*DATASET CONTENT*.
◇ ◇ ◇ ◇
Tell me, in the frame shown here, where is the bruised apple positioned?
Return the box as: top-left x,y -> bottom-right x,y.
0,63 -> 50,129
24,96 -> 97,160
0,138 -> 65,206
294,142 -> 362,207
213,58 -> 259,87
◇ ◇ ◇ ◇
*SET EXERCISE*.
Render the records above as a Markdown table with the columns No. and Text, one numbered row per line and no rows for blank lines.

*TASK SOLUTION*.
| No. | Text |
|---|---|
| 1 | Tell me, in the frame shown here, where is the bruised apple positioned? |
| 2 | Return the box as: top-left x,y -> bottom-right x,y. |
| 3 | 0,63 -> 50,129 |
| 4 | 24,96 -> 97,160 |
| 5 | 0,138 -> 65,206 |
| 6 | 294,142 -> 362,207 |
| 7 | 213,58 -> 259,87 |